◆ RECORDS TO USE ◆
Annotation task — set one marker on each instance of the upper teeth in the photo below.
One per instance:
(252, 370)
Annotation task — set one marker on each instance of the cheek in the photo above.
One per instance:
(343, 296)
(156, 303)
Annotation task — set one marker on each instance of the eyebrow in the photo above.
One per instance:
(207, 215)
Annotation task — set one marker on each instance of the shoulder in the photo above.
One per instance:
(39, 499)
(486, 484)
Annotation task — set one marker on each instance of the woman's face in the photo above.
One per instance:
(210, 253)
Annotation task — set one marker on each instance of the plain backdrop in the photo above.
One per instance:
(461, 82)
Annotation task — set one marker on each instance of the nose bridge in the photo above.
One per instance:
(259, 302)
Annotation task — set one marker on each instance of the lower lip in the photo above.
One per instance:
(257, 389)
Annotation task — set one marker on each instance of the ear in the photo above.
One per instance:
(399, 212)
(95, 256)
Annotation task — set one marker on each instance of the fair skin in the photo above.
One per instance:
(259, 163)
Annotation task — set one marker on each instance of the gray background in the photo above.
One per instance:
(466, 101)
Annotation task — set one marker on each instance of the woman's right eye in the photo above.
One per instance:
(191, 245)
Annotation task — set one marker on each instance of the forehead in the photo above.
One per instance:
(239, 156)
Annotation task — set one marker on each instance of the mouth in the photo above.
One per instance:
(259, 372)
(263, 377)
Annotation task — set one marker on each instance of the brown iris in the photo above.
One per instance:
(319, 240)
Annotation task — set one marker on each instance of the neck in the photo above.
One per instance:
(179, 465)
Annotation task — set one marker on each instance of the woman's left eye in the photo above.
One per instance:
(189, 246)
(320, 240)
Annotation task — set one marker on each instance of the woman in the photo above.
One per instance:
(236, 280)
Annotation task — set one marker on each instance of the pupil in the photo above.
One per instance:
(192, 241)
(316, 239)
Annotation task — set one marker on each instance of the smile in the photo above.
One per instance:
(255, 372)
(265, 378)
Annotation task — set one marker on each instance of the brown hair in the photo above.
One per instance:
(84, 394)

◆ YOUR INSTRUCTIONS ◆
Write out exactly the lines from the start of the material through the line with "backdrop in the photo above.". No other output is expected.

◆ ANSWER SPACE ◆
Annotation task — set one marker on each instance of the upper teeth in the photo below.
One per instance:
(252, 370)
Annotation task — set one marker on each instance of the cheek in the photo above.
One per instance:
(343, 296)
(156, 303)
Annotation task — set one marker on each instance of the eyebrow in the photo above.
One per instance:
(207, 215)
Annotation task — set one marker on each instance of the shoulder in the photo above.
One per instance:
(39, 499)
(486, 484)
Annotation task — set one marker on each instance of the woman's face in the photo above.
One per instance:
(210, 253)
Annotation task — set one marker on each instance of the plain backdrop in the photo above.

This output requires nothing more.